►

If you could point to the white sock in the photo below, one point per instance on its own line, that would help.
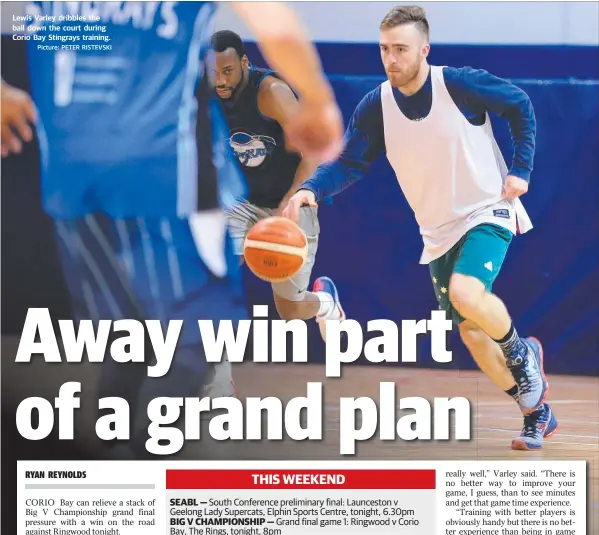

◄
►

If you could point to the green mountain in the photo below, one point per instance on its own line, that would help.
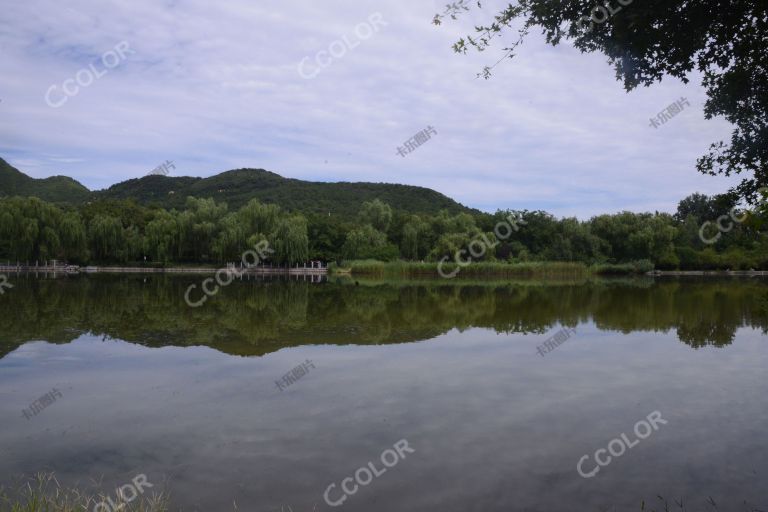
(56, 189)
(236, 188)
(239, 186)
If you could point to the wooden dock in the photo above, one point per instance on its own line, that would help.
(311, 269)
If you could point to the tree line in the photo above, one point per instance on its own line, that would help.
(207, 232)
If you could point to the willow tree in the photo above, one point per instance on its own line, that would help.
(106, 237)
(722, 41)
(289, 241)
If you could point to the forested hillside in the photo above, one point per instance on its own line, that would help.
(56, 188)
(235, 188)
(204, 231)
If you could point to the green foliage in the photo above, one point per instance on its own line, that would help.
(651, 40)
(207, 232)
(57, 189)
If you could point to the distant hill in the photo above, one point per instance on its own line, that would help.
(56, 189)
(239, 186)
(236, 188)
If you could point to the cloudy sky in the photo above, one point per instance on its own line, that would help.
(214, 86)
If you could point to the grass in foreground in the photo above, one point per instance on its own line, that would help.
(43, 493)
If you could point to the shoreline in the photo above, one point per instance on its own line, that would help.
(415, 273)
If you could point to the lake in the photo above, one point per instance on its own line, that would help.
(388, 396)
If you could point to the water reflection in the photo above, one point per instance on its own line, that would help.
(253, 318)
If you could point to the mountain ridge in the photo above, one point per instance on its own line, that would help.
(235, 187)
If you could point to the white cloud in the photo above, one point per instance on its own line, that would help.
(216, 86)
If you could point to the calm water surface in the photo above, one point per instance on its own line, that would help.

◄
►

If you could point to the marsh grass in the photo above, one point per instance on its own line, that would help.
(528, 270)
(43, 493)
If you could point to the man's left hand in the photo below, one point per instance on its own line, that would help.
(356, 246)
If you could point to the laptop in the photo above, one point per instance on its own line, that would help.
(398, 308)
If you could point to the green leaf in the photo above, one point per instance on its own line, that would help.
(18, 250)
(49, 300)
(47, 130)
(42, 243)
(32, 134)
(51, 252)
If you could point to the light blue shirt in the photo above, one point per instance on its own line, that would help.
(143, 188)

◄

Goal: Reproduce the items verbatim, from the line containing "If you could point to the shoreline" through the line containing "If you could point to the calm", both of those lines included.

Exercise response:
If you could point to the shoreline in the photo above, one point per instance on its own line, that would help.
(415, 273)
If you could point to the lake in the photo above, one point per instance on its own line, that would help.
(388, 396)
If you could point to the water reflection in the photo above, one point per instance on its own line, that would help.
(253, 318)
If you could point to the mountain ridge in the photo above, one point per instance on its own line, that would help.
(235, 187)
If you could point to the white cloud in the photo above, one point per instance on its own line, that would help.
(216, 86)
If you could point to the calm water surface in the photo above, one point per instance on its own line, that would help.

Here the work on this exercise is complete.